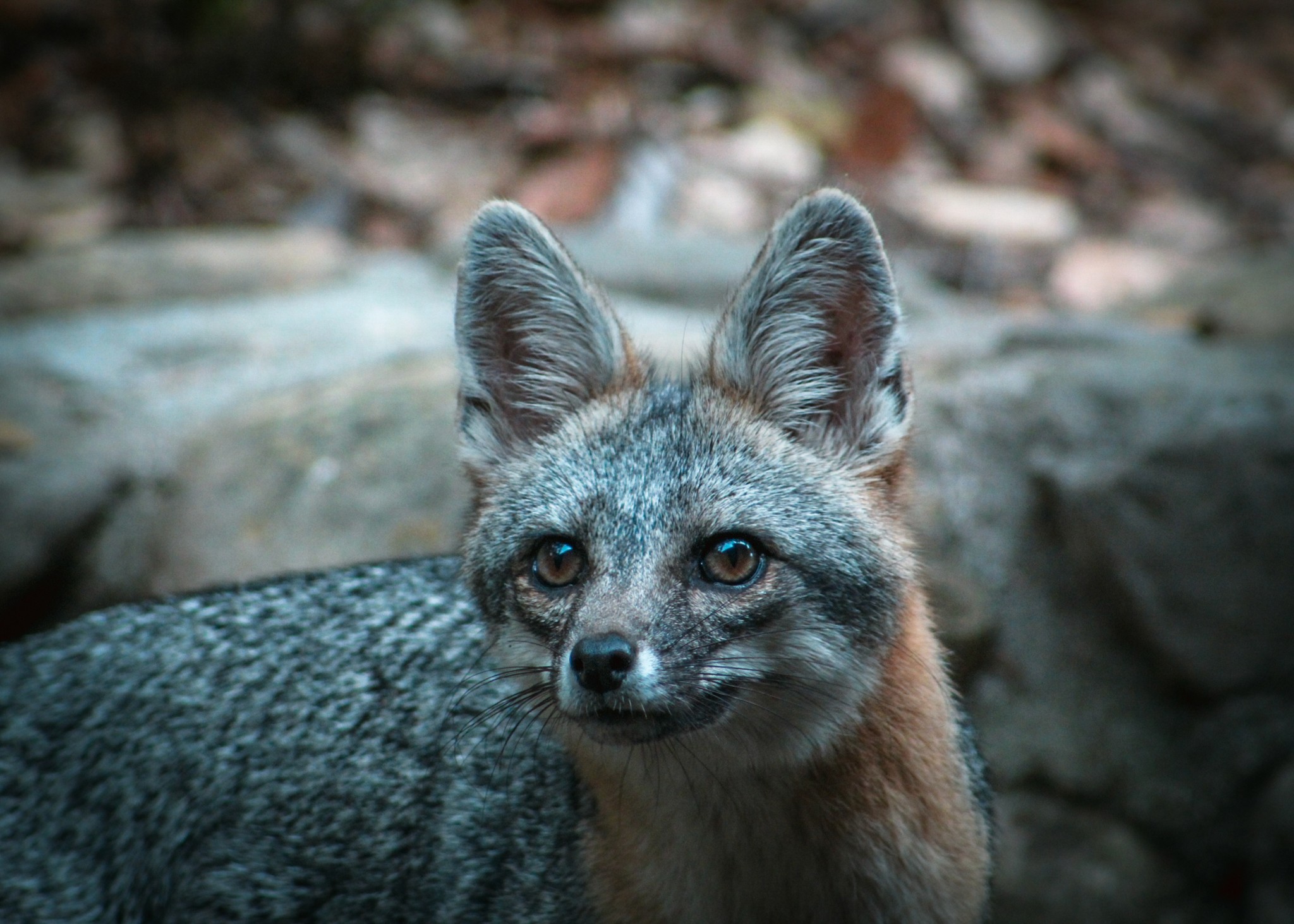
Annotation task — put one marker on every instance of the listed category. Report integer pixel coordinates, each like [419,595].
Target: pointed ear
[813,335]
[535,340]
---
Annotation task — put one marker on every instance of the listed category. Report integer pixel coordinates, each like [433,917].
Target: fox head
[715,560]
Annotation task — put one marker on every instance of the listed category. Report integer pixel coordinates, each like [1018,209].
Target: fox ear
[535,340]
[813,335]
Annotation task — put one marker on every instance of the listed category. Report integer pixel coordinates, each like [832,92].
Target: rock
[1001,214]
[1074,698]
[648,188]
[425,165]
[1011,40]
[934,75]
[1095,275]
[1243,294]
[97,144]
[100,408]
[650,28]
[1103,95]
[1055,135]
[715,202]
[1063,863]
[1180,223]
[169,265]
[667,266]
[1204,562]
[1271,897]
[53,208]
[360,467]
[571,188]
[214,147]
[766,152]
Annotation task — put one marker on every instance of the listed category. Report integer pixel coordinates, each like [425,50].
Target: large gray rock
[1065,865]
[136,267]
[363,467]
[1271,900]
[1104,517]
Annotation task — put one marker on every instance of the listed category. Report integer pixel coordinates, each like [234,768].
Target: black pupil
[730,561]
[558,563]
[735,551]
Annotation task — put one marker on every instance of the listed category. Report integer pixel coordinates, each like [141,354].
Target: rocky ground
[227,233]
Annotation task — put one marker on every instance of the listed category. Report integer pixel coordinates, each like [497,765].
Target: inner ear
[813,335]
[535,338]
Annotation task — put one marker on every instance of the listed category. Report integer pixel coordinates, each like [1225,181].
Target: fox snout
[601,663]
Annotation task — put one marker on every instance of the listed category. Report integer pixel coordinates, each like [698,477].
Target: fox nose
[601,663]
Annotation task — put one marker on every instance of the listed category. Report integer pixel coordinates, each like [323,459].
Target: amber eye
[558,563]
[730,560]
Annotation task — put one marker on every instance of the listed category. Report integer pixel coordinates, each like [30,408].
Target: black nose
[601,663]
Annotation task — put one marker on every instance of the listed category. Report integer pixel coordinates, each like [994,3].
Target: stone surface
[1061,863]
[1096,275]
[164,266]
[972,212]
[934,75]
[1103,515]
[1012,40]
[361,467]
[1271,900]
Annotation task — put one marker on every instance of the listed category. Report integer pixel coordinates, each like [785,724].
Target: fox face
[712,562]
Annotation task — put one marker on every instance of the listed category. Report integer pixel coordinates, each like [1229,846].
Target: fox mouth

> What to do
Extract every line of the records that contains the string "black". Case counts.

> Exercise response
Target: black pupil
Target: black nose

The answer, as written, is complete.